02.01.2019
Зеркало.

Увидят ли это новосибирцы? Г. Семаков. Советская Сибирь, 27.06.1998, №117

Скан/Scan

Увидят ли это новосибирцы?

Из всех работ Виктора Степановича Гребенникова — художественных, писательских, научных — меня, технаря, более всего интересовали его находки в области бионики: уже ставший широкоизвестным эффект полостных структур — проявление волновых свойств материи; его сотовый болеутолитель.

Я неоднократно убеждался в его действии на организм; индикатор телекинеза и сейчас без сбоев работает в музее Гребенникова в Краснообске. А более всего меня интересовал то ли фантастический, то ли всамделишный гравитоплан, столь реально описанный несколько лет назад в журнале Техника — молодежи. Оказалось, это сокращенная глава из обильно и документально иллюстрированной книги Гребенникова Мой мир, только что вышедшей в издательстве Советская Сибирь.


Я еще раз решил посетить автора — не столь повидаться с его портретами насекомых, стереоскопической живописью, сферорамой Реликтовая лесостепь и прочими художествами, как посмотреть его технические находки. Приехал к нему в Краснообск, в Институт земледелия и химизации, где все это находится. И сразу за порогом остановился, пораженный: почти все фойе института занимала выставка: В. Гребенников. Новая графика.

Поначалу не поверил своим глазам. Гребенников — убежденный материалист и реалист — выдал большую серию совсем не гребенниковских крупных графических листов, с тончайшей проработкой деталей, странных, то философско-аллегорических, то почти мистических, то полуфантастических, то космических, да таких, что я добрый час не мог оторваться от них, пересматривая эти чудо-листы по нескольку раз.

Экспозиция начинается серией Музыкальная графика. Насколько я знаю, подобного не было: в сложнейших переплетениях тончайших линий, ритмически построенных узоров и пятен действительно зазвучали — не найду иного слова — шедевры Шопена, Моцарта, Дебюсси. Завораживают листы Гребенникова собственного сочинения: Прелюдия, Музыкальный квадрат, Арпеджио.

А дальше разместились невиданностранные символы, фантазии, аллегории, философизмы, выполненные простой шариковой ручкой, но наполненные искренним гуманизмом, великой тревогой о судьбах человечества, его интеллекта, о бедах нашей многострадальной Родины, ее природы, всей нашей планеты — сложные, с массой деталей, и совершенно реалистические, и какие-то сновиденческие, не сразу понятные, но сразу берущие за сердце, а потом уж за разум...

Что требуется:
Продолжите статью о новой графике Гребенникова, начав сразу после её последнего предложения. Материал, приведённый далее, взят из другого источника.

Предоставленный материал:

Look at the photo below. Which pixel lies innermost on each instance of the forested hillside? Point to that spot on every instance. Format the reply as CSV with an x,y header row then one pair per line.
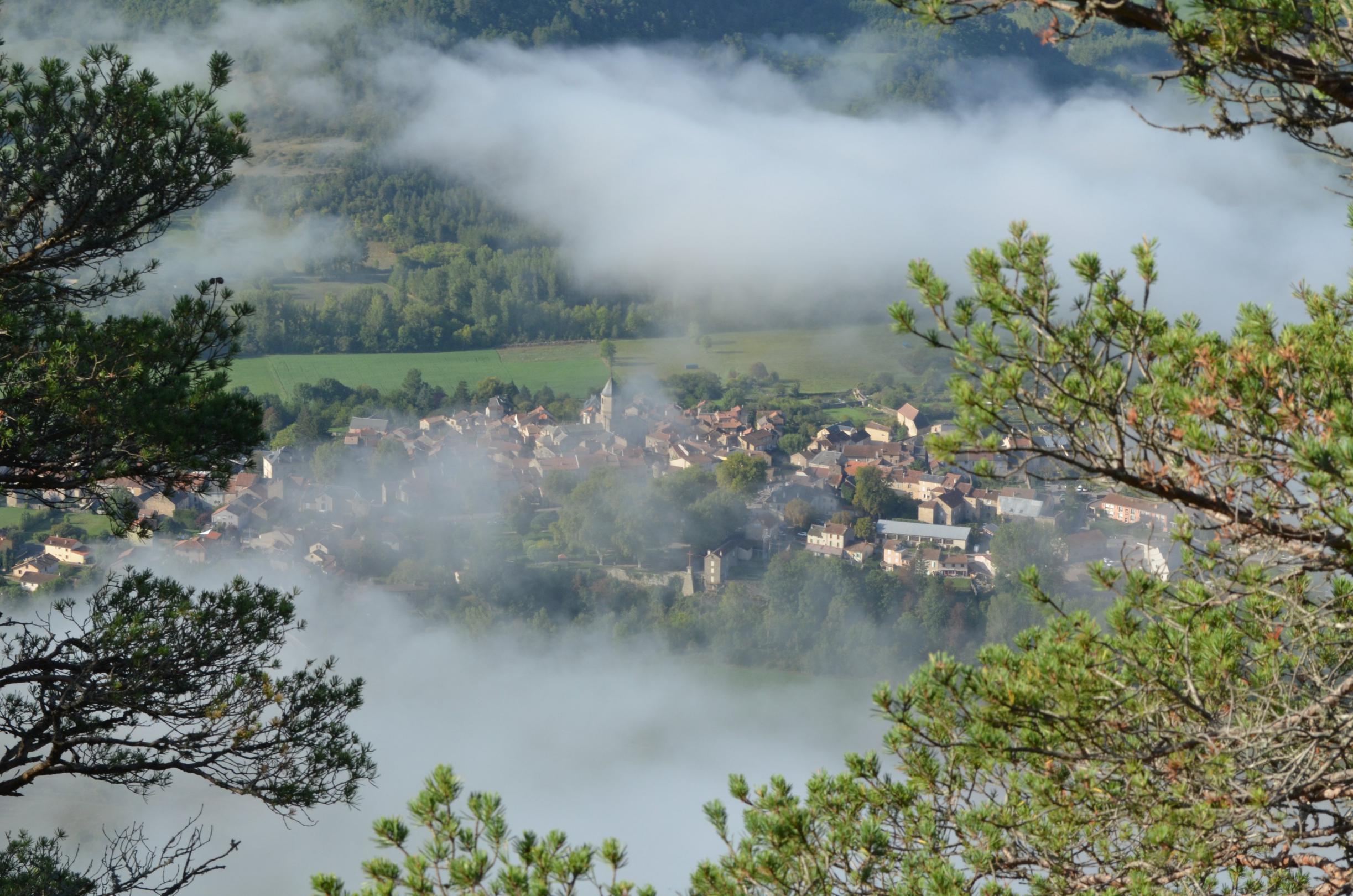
x,y
431,264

Результат задания:
Лист Две Луны. На глубоко-черном ночном небе совсем рядом с Землей сблизились два огромных светила, и видишь, что через считанные минуты произойдет страшное. А внизу, на земле, мирно светятся окна домов и домишек с ничего не подозревающими людьми, которым недосуг выйти и глянуть на небо — сейчас им не до того...

О многих композициях, с их сложнейшими аллегориями и образами, узорами и метафоризмами, автор говорит так: Ничего я не придумывал, а когда лежал в больнице с инсультом, и почти вышла из строя правая, рабочая, рука, я ее тренировал, больше ни о чем не думая, подрисовывал одну фигуру к другой безо всякого смысла, словно этой моей немеющей рукой водил кто-то, и что-то получалось помимо моей воли, хотя ни во что сверхъестественное я не верю.

Лист Восход Сириуса в отличие от Двух Лун, наоборот, выполнен с большим знанием неба — Виктор Степанович ведь еще и астроном; от картины веет покоем и торжественностью. На берегу ночного озера сидит девушка, озаренная звездами. Она заворожена небесной картиной: ведь взошла самая яркая звезда земного неба — Сириус, ослепительный, лучистый; выше и правее сияет красивейшее созвездие — геометрически правильный Орион; к зениту тянется миллионно-звездный Млечный Путь — наша Галактика. Мастерски переданы отражения звезд в воде, и ничто не предвещает небесных или земных катаклизмов.

Черное Солнце, наоборот, трагически-динамичная картина. В бурном море бешено вращается воронка водоворота, вокруг -громадные неистовые волны, а из водоворота- кисть руки какого-то несчастного, похоже, последнего из многих...

Столь же жуток лист Смерчи в Омской области, нарисованные автором почти с натуры, по памяти.

И как контраст два реалистических листа детальнейшим образом изображающих одну из давно ушедших в прошлое сибирских деревенских землянок сороковых годов: с дерновой крышей, огородиком, ивовым плетнем, девушкой, достающей воду из колодца с помощью веревки, намотанной на ворот — круглое бревно с ручкой; образно передан порыв сильного степного ветра. Три ступеньки вглубь — земляной пол, домотканые половики, иконы, комод, пирамида подушек на кровати, кругом рукодельные кружева, чистота и уют. В солнечных лучах, ярко льющихся сквозь крохотное оконце с геранью, у зеркала прихорашивается та же девушка, обнажившись перед переодеванием; плита с варевом, дровишки, сверху — полати с малышами, а на самом первом плане, у бочки с соленьем, — костыли, означающие... великое счастье: отец вернулся с фронта хоть безногим, но живым! Тихой, мудрой ностальгией веет от этого деревенского произведения.

Но больше всего в экспозиции рисунков иного рода, в которых как-то по-мудрому зашифрованы аллегории, символы, предвидения, космизмы.

Потрясает лист Записка. Огромный, до горизонта, сталинско-бериевский лагерь с вышками, прожекторами (дело происходит ночью), многорядной колючкой над высоким глухим забором. А на первом плане — заточенная в лагерь прекрасная молодая... русалка читает записку, переданную ей с воли. Напомню, что 20-летний Гребенников был приговорен в 1947 году к 20 годам таких вот лагерей, тоже за графику — рисовал хлебные карточки с голодухи; кстати, льготами репрессированных до сих пор не пользовался — уголовник...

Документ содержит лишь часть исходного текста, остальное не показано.